What Serverless Is and When to Use It

Running a small service on a traditional server means you keep a machine always on: you pay for it 24/7 even when no one is calling, you patch the operating system, you watch for the disk filling up, and you handle scaling yourself when traffic spikes. Most of that effort has nothing to do with the business logic you want to write. Serverless is the way to push all that "keep a machine alive" work onto the provider, leaving you with just code and the events that trigger it.

This series builds a real serverless product end to end on AWS, then operates it to production grade. The first article creates no resources. We need to agree on what serverless really is, what it trades away, when to avoid it, and to sketch out the product and its architecture so that in later articles, as we type commands, we know what piece fits where.

Serverless does not mean "no servers"

There are still servers running your code. The difference is that you don't see them, don't provision them, and don't pay when they're idle. The AWS documentation defines Lambda in one tidy sentence: "AWS Lambda is a compute service that runs code without the need to manage servers. Your code runs, scaling up and down automatically, with pay-per-use pricing." The three ideas in that sentence are the whole spirit of serverless.

First, no server management. AWS handles the infrastructure: "Lambda runs your code on a high-availability compute infrastructure and manages all the computing resources, including server and operating system maintenance, capacity provisioning, automatic scaling, and logging." You hand over a function, AWS handles where it runs.

Second, automatic scaling. One request, one copy of the function runs. A thousand requests arriving at once, and Lambda spins up many copies running in parallel, then reels them back in when the work is done. You don't configure an Auto Scaling Group, you don't set a CPU threshold.

Third, pay-per-use. With no invocations, the compute portion of your bill is zero. This is what makes serverless fit workloads with erratic load: it expands itself at peak, and costs nothing when quiet.

The price for that convenience is a few constraints. Each Lambda function run is capped at 15 minutes (the docs describe "Lambda functions run for up to 15 minutes"; recently there are also durable functions that run up to a year for multi-step workflows, but that's a separate model). The function holds no state between invocations, so anything that needs to be remembered has to be pushed out to a database or storage. And because the code runs in an environment AWS sets up per event, sometimes a request has to wait for AWS to initialize a new environment before the code runs. That waiting latency is called cold start, and we'll dissect it in its own article.

• [DATASET ROWS]:

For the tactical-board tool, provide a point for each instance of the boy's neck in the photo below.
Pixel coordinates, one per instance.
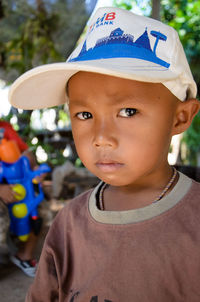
(138, 196)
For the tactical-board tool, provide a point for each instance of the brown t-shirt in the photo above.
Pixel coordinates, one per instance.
(150, 254)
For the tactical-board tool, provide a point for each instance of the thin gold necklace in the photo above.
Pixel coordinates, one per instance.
(166, 189)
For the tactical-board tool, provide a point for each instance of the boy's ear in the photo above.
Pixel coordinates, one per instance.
(185, 113)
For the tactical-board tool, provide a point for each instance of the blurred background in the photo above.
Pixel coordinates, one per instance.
(35, 32)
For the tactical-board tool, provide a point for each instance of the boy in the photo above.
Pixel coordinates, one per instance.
(136, 236)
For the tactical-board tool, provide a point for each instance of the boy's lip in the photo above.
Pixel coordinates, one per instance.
(108, 165)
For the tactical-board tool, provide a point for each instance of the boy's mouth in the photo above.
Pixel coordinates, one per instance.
(108, 165)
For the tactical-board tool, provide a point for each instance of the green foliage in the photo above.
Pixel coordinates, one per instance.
(184, 16)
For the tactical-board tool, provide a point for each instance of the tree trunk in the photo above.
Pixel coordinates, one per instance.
(155, 9)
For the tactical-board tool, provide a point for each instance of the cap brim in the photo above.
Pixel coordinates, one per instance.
(44, 86)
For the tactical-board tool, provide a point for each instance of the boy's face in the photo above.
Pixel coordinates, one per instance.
(122, 128)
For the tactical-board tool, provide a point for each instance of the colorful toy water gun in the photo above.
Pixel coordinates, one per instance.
(23, 213)
(16, 170)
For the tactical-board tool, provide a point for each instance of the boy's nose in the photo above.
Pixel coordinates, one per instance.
(104, 135)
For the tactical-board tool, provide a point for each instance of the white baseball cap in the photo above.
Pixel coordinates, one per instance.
(117, 43)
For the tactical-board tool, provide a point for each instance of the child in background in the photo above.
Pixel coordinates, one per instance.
(135, 237)
(25, 252)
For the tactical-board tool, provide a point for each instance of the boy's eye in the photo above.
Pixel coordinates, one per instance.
(127, 112)
(84, 115)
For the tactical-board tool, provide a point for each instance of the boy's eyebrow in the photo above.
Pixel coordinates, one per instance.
(115, 99)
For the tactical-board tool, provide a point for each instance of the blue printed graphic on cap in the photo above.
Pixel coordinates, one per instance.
(121, 45)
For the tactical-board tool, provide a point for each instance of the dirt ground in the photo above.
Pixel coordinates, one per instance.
(13, 282)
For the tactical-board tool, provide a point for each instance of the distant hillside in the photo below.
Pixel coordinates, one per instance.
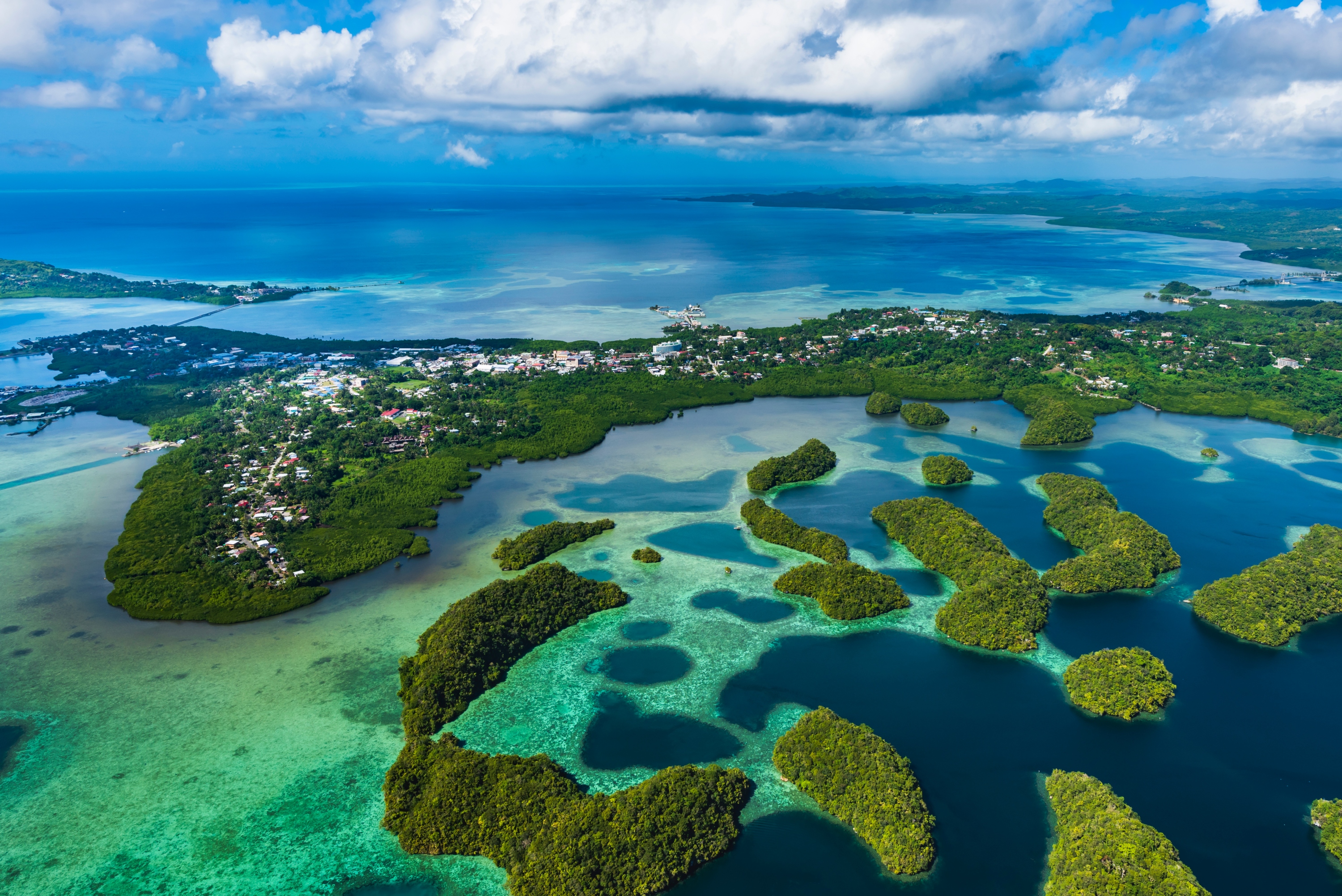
(30, 280)
(1293, 226)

• [INSTRUCTION]:
Pick up the article on serverless computing with AWS Lambda after its final sentence and continue it.

• [WRITTEN ANSWER]:
Event-driven: the mindset that comes with it

Serverless on AWS is bound up with the event-driven architecture. A function doesn't run on its own; it runs when something triggers it: an HTTP request to API Gateway, a new file in S3, a changed record in DynamoDB, an event pushed to EventBridge. The docs list exactly the kind of work Lambda was made for: processing files on upload, reacting to database changes, running scheduled tasks, processing realtime data streams, serving as a backend for web and mobile.

This mindset differs from a traditional web app, where one process runs continuously and decides for itself what to do next. Here, small components sit idle until an event calls them, do exactly one thing, then shut down. Stitch many such pieces together via events and you get a system where nothing runs 24/7 yet still reacts instantly when needed.

   Traditional way                       Event-driven way (serverless)

  ┌────────────────────┐            event   ──▶ ┌─────────┐
  │  process running    │           HTTP    ──▶ │  func A │──▶ (done, off)
  │  continuously 24/7  │           file    ──▶ ┌─────────┐
  │  self-looping       │           DB      ──▶ │  func B │──▶ (done, off)
  │  (pays even when    │           change       ┌─────────┐
  │   idle)             │           timer   ──▶ │  func C │──▶ (done, off)
  └────────────────────┘                        └─────────┘
                                       no event = no run = no cost

When NOT to use serverless

Serverless is not the default choice for everything. There are workloads where it's more expensive or more awkward than a container running steadily.

High, steady load all day is the first case. If your system takes large, stable traffic 24/7, the pay-per-invocation model added up can cost more than an hourly-rented machine running at full capacity. Serverless wins on erratic load; flat, high load erases that advantage.

A requirement for extremely low and stable latency is the second case. Cold start adds tens to hundreds of milliseconds to the requests that happen to land when a new environment must be initialized. For most APIs that's acceptable, but a system that needs sub-millisecond latency stable across every request will struggle to live with this characteristic (we have ways to reduce cold start, but reduce is not eliminate).

Tasks that run very long or need to hold heavy in-memory state between steps also don't fit the 15-minute box and the stateless model of a single invocation. Finally, the vendor lock-in constraint: a serverless architecture binds fairly tightly to one provider's services, so moving elsewhere costs more effort than an app packaged in a standard container.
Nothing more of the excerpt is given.